Fratti e gli amanti, pienone a Roma
Roma – (di Goffredo Palmerini) – GRAN SUCCESSO DEL DRAMMATURGO AQUILANO-NEWYORKESE – Tutto esaurito al teatro Agorà80 di Roma, sia alla “prima” del 15 marzo che alle cinque serate di replica di “Amanti”, dramma di Mario Fratti messo in scena da Mino Sferra con la compagnia Menandro. Un grande successo di pubblico e di critica per l’opera dello scrittore aquilano trapiantato a New York da quasi mezzo secolo, uno dei più affermati autori di teatro viventi. Come al solito un dramma dalle emozioni forti, dal ritmo intenso, con un dialogo secco e tagliente, senza fronzoli e affabulazioni. L’autore non indulge mai a circonlocuzioni retoriche, questo è lo stile drammaturgico di Fratti così tanto apprezzato in America, dove il teatro europeo ha sempre difficoltà ad affermarsi per la lentezza, la figurazione e la prolissità della scrittura. Fratti, invece, scrive teatro come piace agli americani, ma lo condisce con la sapienza antica della vecchia Europa, con quel quid in più che sfugge anche ai più valenti autori d’oltreoceano, per il retaggio più recente della loro cultura, e lo connota con soluzioni sempre imprevedibili. Ogni dramma di Fratti si chiude in maniera sorprendente. Anche per “Amanti” vale questa regola. Due atti e solo quattro personaggi, tre donne e un uomo. Lo stesso regista, Mino Sferra, cimenta il suo talento anche come attore. Incalzante la trama, tutta concepita sul piano delle passioni portate all’estremo, fino al delitto. Anzi ai delitti, due uccisioni. Si tratta d’un testo coinvolgente, come d’altronde tutte le opere del grande autore d’origine aquilana. Un thriller ambientato a New York, dove l’uomo è solo un pretesto che introduce un tentativo di triangolazione. Gelosia, passione, egoismo e morte sono gli ingredienti d’una intricata storia d’amore: il dramma, nella sua crudezza, fa meditare sull’impossibilità d’imprigionare i sentimenti entro schemi affettivi e concettuali logici. A volte una passione senza inibizioni di sorta può travolgere e percorrere strade inimmaginabili.

Istruzioni dei compiti:
1 – Stabilisca se ciascuna delle seguenti affermazioni è conforme all'articolo su «Amanti», rispondendo sì o no e citando testualmente le parole decisive: (a) la prima dello spettacolo si è tenuta il 15 marzo; (b) il dramma si articola in tre atti; (c) il regista recita anche nello spettacolo.
2 – Secondo l'articolo su «Amanti», quale compagnia ha messo in scena il dramma?
3 – Prosegua l'articolo sul dramma «Amanti» di Mario Fratti dal punto in cui si interrompe.
I dati riportati più avanti sono estranei a quanto richiesto qui.

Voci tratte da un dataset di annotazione

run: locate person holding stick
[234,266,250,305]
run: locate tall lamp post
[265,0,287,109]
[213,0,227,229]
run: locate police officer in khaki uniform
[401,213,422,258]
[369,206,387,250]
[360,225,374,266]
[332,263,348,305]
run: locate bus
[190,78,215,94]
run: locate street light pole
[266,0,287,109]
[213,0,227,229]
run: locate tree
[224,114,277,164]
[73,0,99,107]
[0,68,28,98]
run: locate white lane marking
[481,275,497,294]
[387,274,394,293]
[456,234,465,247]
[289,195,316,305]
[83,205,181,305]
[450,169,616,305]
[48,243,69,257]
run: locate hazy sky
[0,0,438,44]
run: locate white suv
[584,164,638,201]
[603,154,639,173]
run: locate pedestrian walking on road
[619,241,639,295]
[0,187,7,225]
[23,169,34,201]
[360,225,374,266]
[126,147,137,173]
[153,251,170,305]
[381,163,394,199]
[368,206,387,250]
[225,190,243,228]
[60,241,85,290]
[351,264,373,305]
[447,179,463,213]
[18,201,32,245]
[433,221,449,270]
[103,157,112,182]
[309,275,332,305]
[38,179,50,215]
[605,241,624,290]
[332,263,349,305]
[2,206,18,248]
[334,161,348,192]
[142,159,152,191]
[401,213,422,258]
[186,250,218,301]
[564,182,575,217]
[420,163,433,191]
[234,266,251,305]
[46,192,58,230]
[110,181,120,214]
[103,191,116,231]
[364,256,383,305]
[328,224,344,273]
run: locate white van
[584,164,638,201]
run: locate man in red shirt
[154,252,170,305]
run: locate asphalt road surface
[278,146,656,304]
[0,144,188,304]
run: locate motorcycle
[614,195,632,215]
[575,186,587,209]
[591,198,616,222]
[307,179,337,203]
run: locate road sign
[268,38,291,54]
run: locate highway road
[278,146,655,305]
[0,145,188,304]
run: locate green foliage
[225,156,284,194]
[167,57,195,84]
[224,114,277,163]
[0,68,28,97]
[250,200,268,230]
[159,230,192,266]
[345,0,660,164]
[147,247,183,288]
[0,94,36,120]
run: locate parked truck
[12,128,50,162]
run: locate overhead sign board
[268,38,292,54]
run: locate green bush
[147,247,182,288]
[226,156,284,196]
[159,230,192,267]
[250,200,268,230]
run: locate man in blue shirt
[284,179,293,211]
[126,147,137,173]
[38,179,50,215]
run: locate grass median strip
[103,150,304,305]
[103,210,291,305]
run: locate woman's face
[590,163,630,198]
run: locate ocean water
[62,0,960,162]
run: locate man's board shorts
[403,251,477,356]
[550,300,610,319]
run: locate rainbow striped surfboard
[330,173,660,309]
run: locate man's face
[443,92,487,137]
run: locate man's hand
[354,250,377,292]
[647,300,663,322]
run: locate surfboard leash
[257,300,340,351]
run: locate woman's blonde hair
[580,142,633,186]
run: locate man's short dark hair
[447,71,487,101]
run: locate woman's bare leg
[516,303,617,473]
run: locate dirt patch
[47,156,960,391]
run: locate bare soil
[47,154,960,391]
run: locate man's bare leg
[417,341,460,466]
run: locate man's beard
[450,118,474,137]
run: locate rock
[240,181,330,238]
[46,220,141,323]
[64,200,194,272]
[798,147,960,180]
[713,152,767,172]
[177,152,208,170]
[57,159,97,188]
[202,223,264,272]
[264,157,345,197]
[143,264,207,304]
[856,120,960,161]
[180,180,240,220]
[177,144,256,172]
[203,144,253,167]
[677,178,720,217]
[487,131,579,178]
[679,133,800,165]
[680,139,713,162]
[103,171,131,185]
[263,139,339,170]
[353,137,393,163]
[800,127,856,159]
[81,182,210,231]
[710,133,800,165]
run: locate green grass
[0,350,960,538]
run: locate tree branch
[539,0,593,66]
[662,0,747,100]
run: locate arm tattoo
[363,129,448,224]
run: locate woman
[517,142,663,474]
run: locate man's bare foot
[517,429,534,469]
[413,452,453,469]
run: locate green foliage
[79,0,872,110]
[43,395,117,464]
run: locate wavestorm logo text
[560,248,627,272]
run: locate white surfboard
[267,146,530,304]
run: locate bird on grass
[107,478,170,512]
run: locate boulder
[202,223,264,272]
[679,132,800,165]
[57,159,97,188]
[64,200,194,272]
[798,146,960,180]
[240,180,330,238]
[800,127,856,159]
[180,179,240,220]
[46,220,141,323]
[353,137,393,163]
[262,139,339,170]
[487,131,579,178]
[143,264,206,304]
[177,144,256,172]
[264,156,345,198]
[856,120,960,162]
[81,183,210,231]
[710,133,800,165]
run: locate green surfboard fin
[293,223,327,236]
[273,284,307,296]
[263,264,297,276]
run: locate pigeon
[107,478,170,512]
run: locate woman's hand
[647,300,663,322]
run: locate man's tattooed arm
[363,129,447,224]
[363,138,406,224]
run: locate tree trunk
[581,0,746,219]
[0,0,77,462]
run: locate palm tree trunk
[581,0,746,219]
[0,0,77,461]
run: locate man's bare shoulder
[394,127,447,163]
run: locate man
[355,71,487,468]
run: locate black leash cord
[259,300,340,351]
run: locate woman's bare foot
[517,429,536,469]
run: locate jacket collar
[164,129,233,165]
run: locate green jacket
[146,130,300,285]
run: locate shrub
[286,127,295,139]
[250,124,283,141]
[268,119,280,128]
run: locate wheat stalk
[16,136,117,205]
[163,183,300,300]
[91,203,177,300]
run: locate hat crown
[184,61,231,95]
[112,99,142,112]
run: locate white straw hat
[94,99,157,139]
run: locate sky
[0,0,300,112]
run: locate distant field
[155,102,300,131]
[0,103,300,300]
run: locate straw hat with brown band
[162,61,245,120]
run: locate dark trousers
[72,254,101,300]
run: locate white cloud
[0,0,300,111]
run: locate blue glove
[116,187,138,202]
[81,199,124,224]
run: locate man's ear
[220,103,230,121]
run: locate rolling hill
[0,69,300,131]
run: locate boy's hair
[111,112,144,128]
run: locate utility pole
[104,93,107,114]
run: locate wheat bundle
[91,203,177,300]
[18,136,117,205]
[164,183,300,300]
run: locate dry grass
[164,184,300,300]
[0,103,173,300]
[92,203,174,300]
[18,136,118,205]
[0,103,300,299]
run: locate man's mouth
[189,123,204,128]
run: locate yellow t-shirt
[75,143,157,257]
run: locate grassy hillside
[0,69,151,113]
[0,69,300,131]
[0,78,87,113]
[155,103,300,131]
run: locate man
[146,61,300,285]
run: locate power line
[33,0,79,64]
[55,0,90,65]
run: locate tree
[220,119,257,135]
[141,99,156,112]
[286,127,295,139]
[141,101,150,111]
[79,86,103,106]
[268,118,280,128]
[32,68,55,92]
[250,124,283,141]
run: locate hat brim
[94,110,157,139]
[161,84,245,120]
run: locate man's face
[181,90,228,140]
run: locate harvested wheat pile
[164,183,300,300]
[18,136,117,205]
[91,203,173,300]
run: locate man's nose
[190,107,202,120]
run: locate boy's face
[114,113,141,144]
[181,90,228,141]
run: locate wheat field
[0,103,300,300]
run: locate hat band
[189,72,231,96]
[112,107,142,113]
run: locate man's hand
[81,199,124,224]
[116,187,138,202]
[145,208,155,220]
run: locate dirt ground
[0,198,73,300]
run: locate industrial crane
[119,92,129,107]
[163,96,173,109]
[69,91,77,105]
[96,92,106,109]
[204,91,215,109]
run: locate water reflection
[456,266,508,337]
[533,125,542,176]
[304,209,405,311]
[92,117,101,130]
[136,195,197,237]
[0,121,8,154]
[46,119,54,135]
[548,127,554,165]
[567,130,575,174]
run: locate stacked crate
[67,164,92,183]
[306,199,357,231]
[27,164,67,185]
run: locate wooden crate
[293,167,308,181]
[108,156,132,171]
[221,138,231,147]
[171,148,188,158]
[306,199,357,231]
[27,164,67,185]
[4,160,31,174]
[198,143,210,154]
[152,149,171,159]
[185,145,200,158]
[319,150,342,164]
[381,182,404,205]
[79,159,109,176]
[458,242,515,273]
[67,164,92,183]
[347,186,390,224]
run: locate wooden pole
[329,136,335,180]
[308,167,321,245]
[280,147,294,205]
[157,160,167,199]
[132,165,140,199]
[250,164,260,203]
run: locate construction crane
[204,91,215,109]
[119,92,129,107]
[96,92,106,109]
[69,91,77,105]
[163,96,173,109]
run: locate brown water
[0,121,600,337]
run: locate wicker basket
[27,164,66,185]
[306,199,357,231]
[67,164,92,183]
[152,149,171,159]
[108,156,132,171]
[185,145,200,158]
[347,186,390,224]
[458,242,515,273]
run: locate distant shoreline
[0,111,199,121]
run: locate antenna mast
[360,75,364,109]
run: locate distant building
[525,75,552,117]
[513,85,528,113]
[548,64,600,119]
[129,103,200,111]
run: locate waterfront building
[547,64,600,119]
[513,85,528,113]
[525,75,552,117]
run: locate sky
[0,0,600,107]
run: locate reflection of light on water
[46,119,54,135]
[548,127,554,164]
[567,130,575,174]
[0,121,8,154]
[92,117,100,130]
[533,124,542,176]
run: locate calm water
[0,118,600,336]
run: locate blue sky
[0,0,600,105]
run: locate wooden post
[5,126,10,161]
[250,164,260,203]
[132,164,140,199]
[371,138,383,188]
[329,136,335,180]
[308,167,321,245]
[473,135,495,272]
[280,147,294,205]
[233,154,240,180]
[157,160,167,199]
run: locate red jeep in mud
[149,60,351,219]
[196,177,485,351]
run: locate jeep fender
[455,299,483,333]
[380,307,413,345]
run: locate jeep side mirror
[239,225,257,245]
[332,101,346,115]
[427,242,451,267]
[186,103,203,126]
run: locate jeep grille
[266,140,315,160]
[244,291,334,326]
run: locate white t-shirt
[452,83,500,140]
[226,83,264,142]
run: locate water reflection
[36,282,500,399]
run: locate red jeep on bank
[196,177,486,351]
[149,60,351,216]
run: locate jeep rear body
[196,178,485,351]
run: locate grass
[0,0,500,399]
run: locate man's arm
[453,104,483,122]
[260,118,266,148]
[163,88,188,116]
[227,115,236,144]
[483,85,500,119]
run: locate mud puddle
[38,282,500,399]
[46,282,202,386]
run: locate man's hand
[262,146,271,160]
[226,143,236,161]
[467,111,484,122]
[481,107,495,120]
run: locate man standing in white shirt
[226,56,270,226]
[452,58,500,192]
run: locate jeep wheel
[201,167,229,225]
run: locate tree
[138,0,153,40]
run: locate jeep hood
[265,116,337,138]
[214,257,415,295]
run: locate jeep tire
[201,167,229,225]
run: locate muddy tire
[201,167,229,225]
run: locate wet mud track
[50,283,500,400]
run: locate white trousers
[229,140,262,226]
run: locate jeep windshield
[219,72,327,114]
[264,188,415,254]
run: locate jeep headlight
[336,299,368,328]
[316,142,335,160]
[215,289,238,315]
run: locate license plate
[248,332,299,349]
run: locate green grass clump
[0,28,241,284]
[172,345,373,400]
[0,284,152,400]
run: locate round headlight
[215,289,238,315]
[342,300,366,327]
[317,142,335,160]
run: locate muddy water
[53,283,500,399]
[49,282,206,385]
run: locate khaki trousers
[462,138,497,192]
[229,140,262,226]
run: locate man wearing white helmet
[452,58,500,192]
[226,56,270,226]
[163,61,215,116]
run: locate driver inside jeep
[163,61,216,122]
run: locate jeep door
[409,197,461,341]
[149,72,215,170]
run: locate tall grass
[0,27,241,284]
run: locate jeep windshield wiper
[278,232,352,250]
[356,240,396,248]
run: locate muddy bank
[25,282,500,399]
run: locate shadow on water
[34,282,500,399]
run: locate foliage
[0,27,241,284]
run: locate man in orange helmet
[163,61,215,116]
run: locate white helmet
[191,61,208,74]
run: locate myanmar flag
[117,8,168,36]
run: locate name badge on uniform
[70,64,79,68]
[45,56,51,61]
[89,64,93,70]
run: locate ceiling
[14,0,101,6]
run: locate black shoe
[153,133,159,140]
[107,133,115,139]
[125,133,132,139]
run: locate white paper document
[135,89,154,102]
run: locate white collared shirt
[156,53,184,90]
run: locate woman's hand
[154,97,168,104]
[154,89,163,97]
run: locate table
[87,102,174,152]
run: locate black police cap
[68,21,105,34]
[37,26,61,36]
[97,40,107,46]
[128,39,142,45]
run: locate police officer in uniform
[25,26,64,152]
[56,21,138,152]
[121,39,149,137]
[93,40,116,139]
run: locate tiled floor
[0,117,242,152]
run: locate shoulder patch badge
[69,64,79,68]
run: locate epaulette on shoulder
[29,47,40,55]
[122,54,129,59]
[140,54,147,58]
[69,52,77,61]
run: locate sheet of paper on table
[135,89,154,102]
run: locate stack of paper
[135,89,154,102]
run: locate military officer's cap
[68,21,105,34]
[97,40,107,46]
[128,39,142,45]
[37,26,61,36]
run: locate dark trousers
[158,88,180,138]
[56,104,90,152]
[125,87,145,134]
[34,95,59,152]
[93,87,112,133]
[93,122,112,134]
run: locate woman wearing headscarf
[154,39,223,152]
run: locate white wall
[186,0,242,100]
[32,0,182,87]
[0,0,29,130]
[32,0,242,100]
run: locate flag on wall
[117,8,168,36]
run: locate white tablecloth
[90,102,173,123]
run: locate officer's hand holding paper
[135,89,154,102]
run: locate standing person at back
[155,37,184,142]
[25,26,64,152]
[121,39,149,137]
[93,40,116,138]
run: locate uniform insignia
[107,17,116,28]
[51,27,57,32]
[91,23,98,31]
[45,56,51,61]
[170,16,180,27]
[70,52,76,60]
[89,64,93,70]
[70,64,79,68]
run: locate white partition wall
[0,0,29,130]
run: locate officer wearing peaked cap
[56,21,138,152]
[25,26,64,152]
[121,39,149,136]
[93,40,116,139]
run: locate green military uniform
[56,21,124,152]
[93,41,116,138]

Risposte ai compiti:
1 –
(a) Sì: «sia alla “prima” del 15 marzo».
(b) No: «Due atti e solo quattro personaggi, tre donne e un uomo».
(c) Sì: «Lo stesso regista, Mino Sferra, cimenta il suo talento anche come attore».

2 – La compagnia Menandro.

3 –
Venuto apposta dagli States, alla “prima” è presente Mario Fratti. Non voglio mancare l’appuntamento – l’opera è per la prima volta rappresentata in Italia – anche per salutare l’insigne concittadino. Non lo vedo dallo scorso ottobre quando a New York, in occasione del Mese della Cultura italiana, egli prese parte con Letizia Airos alla presentazione del mio ultimo libro “L’Aquila nel mondo” a Casa Zerilli Marimò della New York University. Fu un eccezionale anfitrione nell’ambiente culturale americano, facendomi vivere dal di dentro il teatro a New York, specie con una rassegna sui nuovi autori italiani da lui stesso promossa off Broadway. Non ho indugiato, dunque, a partire dall’Aquila, il 15 marzo scorso, per arrivare per tempo a Roma, nel cuore di Trastevere, al teatro in via della Penitenza, anche per parlare un po’ con l’autore e il regista. Sono già lì un’ora prima dello spettacolo. Fratti è arrivato in Italia da un paio di giorni, sta da suo fratello Fernando, nei dintorni di Roma, ma già l’indomani deve ripartire per New York dove, nell’auditorium della prestigiosa Scuola d’Italia “Guglielmo Marconi”, il 17 marzo va in scena il suo atto unico “Garibaldi” nel quadro delle celebrazioni del 150° Anniversario dell’Unità d’Italia, alla presenza del Console Generale d’Italia, Francesco Maria Talò, del direttore dell’Istituto Italiano di Cultura, Riccardo Viale, degli esponenti della comunità italiana e degli studenti di tutte le scuole italiane nell’area metropolitana della Grande Mela. Un evento eccezionale, se non altro perché lo stesso autore, Mario Fratti, interpreta il ruolo dell’Eroe dei due Mondi, anziano a Caprera.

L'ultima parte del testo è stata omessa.